Floor plans are scale drawings that show the relationship between rooms, spaces and physical features viewed from above. They provide a way to visualize how people will move through the space. Floor plans makes it easier to check if the space is suitable for its intended purpose, work through any potential challenges and redesign before moving forward into more elaborate planning or building stages. It can be fun, too, to experiment with different design alternatives and circulation flows, which show how people move through the space.

Noted architect Jean Nouvel said, “Space, space: architects always talk about space! But creating a space is not automatically doing architecture. With the same space, you can make a masterpiece or cause a disaster.” That’s why from Tiny Houses to making a convention flow smoothly for attendees, a floor plan is the place to begin creating and diagramming a logical space based on end user requirements.

Floor plans vs building plans

Floor plans show the big picture of living, work, and outdoor spaces. Although they should be scale drawings, floor plans don’t hold enough information for builders to actually construct a home or other structure. Instead, a floor plan is essentially a simple diagram showing room layout and offering a conceptual starting point. A builder needs complete blueprints, or construction-ready drawings, with technical information that you will not find on most floor plans.
:::::
**TASKS**
1. In the passage on floor plans, what does a builder need in order to actually construct a home or other structure?
2. Carry the passage on floor plans forward from the point where it stops.
:::::
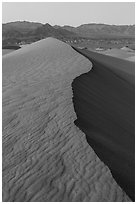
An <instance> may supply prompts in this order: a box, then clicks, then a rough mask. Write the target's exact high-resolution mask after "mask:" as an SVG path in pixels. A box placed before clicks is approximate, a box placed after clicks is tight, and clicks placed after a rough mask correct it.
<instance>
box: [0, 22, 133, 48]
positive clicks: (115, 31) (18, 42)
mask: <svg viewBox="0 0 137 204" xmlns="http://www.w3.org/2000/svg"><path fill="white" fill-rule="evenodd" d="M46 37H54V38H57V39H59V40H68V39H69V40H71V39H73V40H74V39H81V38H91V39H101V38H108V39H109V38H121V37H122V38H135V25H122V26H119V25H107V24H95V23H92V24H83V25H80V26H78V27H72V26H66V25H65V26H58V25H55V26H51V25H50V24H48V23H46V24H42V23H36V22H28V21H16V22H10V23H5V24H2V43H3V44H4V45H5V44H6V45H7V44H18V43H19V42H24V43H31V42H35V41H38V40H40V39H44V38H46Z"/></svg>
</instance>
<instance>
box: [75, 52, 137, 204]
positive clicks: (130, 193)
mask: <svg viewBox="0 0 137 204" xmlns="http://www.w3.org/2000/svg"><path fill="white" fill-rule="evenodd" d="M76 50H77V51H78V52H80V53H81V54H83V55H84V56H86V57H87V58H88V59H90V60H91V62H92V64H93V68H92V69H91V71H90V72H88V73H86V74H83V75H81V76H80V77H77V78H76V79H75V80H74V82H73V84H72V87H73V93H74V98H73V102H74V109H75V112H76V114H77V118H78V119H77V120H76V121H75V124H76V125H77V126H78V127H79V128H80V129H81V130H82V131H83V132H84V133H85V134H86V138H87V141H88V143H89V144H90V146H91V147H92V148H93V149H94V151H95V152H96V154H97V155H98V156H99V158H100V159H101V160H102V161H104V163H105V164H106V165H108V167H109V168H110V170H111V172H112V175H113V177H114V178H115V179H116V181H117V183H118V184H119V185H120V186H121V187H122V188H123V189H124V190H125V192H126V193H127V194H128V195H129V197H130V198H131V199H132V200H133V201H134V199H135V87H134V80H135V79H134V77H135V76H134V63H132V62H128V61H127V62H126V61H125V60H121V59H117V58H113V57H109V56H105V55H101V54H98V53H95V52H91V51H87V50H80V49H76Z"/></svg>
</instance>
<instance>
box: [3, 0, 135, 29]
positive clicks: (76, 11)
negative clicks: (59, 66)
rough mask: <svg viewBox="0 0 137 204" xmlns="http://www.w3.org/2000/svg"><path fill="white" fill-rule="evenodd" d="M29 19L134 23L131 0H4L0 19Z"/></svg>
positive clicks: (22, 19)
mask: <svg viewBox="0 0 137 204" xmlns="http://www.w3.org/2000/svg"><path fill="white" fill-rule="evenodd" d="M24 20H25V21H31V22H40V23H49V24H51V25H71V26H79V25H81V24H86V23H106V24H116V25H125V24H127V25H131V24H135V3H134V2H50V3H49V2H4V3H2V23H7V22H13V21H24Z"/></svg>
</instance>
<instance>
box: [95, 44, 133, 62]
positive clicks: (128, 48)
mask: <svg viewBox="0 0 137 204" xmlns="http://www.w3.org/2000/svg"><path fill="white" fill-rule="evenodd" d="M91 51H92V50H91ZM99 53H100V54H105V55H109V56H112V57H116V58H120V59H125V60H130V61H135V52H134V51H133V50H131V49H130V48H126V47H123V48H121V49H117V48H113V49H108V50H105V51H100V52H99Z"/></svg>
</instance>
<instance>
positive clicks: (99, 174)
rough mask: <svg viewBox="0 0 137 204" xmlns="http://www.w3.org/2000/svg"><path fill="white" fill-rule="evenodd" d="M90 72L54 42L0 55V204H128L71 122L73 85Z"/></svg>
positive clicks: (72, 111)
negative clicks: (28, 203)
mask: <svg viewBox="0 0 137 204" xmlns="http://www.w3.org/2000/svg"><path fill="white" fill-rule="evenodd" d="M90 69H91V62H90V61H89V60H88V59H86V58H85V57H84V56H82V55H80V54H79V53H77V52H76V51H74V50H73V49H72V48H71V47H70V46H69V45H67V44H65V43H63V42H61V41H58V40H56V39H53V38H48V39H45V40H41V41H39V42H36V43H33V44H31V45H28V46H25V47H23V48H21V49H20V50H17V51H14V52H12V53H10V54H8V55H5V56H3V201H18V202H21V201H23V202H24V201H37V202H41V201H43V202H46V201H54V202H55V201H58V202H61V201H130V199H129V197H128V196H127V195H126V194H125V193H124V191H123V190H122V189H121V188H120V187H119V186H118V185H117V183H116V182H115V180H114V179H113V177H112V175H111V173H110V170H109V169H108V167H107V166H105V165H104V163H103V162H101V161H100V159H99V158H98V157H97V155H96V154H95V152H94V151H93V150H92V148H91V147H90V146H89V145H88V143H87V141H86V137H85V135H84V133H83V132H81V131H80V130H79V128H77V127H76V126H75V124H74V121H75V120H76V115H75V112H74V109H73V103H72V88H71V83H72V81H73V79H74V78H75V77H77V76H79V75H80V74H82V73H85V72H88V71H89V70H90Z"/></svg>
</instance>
:::::
**ANSWERS BELOW**
1. Complete blueprints, or construction-ready drawings, with technical information not found on most floor plans.

2.
Space planning and circulation in new and existing environments

Space planning is important in new structures, but it’s also important in rethinking existing spaces to determine how to use them more efficiently. Space planning has come into demand as a discrete service by architectural firms for many reasons: high-rise office space with unfinished interiors, the fast pace of organizational growth thanks to technological shifts, downsizing and reorganizing. You can learn more about it in Space Planning, published by the American Institute of Architects (AIA).

Circulation and traffic flow

In any space where people live, work, shop, or gather, the arrangement within rooms and the flow from one space to another make a difference in the feel and utility of the environment. Good circulation and traffic flow depend on what space is being planned—for example, in a retail space, you may want to direct the way visitors move through a space, and in an art gallery, you may want traffic to be less restrictive to prevent bottle necks. Depending on the way square footage is divided, interiors of the same size can feel very different depending on sightlines (a sightline is the theoretical line-of-sight of an observer to an object or area being viewed). As a rule of thumb, the fewer visual obstructions there are in a space, the larger it will appear to be.

Flow and Feng Shui

The idea of flow doesn’t simply apply to the physical movement of people through space. Feng Shui, or the art and science of creating a harmonious environment, has been in use for over 5, 000 years to arrange private and public spaces. Today, Feng Shui practitioners all over the world use scaled floor plans to design new structures or rearrange existing environments to correspond to the strict rules of the ancient practice. For examples, the world’s newest Disney theme park in Shanghai, has been built after consultation with Feng Shui masters. You can learn more by reading Feng Shui Principals for Building and Remodeling in this best practices article published by the AIA.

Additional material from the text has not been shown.